#### WHAT TO WORK ON
Rewrite the records from the line containing "Examine this screenshot and tell me where the flower petal" through the line containing "[447,829,490,869]", inclusive, changing every "stem" to "stalk" and keeping everything else the same. Leave the pictures out of your answer.

#### Entries from an annotation dataset
• • • • •

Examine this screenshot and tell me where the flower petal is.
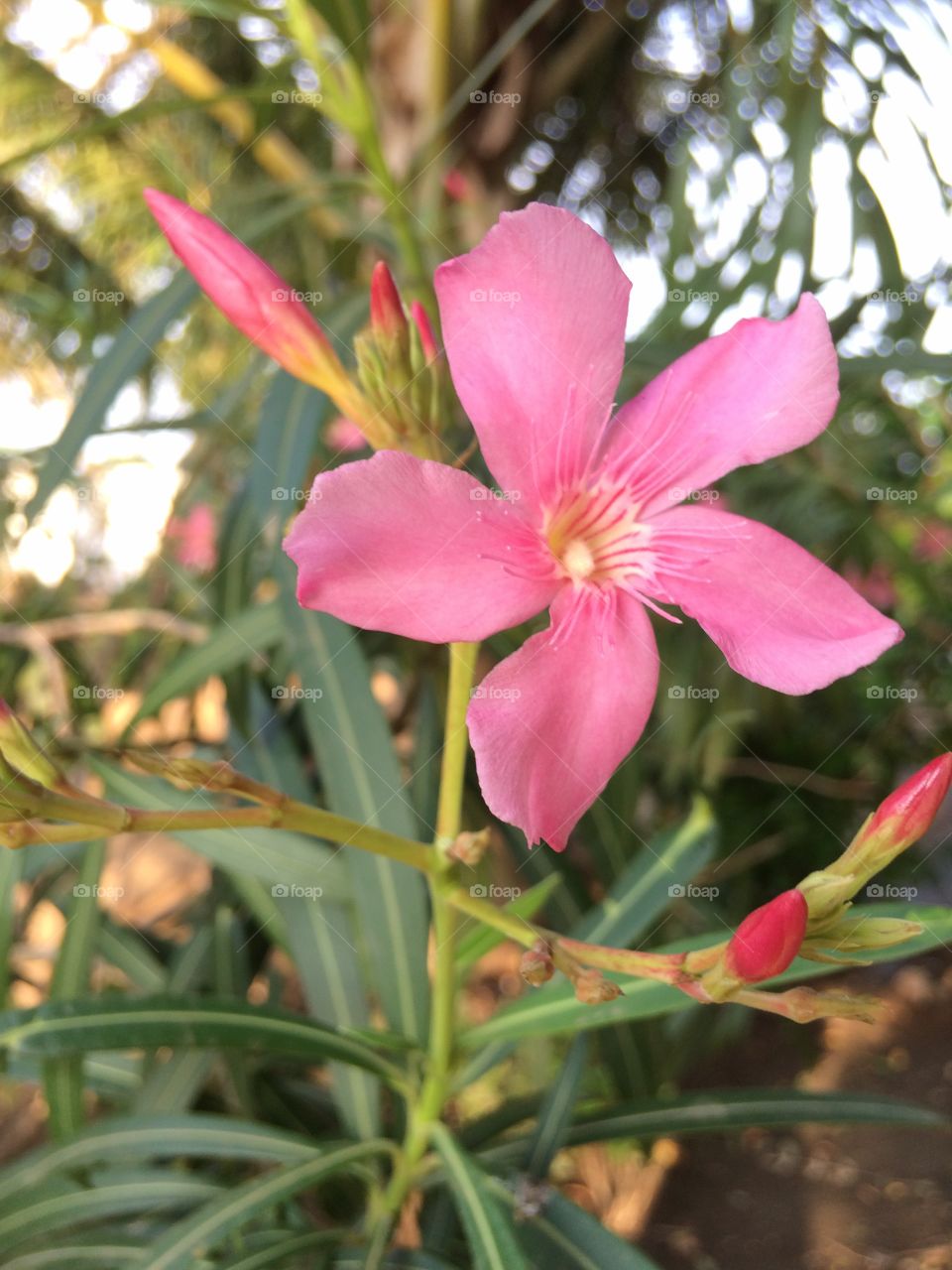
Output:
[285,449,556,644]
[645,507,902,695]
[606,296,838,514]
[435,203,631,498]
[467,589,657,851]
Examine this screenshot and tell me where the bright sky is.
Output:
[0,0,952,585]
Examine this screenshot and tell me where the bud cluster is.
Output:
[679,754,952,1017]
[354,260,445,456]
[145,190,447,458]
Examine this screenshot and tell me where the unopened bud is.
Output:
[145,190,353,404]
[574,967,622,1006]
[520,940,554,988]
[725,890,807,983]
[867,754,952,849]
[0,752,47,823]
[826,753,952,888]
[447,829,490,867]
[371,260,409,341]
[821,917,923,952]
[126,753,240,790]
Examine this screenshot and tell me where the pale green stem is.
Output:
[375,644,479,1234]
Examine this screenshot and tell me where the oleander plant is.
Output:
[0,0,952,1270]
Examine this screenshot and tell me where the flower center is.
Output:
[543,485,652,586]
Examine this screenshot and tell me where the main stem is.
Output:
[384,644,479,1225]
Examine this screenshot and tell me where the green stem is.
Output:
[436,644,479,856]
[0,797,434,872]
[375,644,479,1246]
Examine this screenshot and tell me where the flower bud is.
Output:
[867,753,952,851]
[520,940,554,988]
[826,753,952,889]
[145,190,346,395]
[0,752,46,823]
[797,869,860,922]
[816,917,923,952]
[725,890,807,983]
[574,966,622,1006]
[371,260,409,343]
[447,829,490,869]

• • • • •

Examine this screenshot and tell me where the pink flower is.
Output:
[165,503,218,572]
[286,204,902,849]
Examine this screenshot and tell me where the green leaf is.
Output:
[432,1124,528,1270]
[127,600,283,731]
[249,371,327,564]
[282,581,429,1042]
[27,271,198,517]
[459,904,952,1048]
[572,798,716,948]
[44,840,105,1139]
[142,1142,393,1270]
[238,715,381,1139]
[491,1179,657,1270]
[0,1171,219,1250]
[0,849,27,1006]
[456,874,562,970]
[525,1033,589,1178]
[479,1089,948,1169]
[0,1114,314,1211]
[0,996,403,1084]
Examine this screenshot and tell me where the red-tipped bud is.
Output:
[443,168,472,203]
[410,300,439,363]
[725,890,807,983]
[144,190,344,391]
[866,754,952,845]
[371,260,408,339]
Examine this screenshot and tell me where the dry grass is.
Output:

• • • • •

#### ANSWER FOR THE TASK
Examine this screenshot and tell me where the flower petal is.
Output:
[285,449,556,644]
[645,507,902,695]
[606,296,838,514]
[435,203,631,498]
[467,589,657,851]
Examine this screenshot and tell me where the bright sky is.
Output:
[0,0,952,585]
Examine this screenshot and tell me where the bud cluster is.
Output:
[679,754,952,1017]
[354,260,445,456]
[145,190,447,458]
Examine this screenshot and tell me where the unopened bud is.
Output:
[145,190,353,404]
[574,967,622,1006]
[520,940,554,988]
[725,890,807,983]
[867,754,952,849]
[0,752,47,823]
[826,753,952,888]
[447,829,490,867]
[371,260,409,341]
[821,917,923,952]
[126,753,240,790]
Examine this screenshot and tell me where the pale green stalk is.
Output:
[375,644,479,1234]
Examine this screenshot and tell me where the oleander plant is.
Output:
[0,0,952,1270]
Examine this screenshot and tell me where the flower center is.
Output:
[543,485,652,586]
Examine this screenshot and tell me where the main stalk is.
Output:
[384,644,479,1225]
Examine this screenshot and tell me where the green stalk is.
Output:
[436,644,479,856]
[0,797,434,872]
[375,644,479,1246]
Examine this screenshot and tell me where the flower bud is.
Output:
[867,753,952,851]
[520,940,554,988]
[826,753,952,889]
[145,190,346,395]
[0,752,46,823]
[797,869,860,922]
[816,917,923,952]
[725,890,807,983]
[574,966,622,1006]
[371,260,409,343]
[447,829,490,869]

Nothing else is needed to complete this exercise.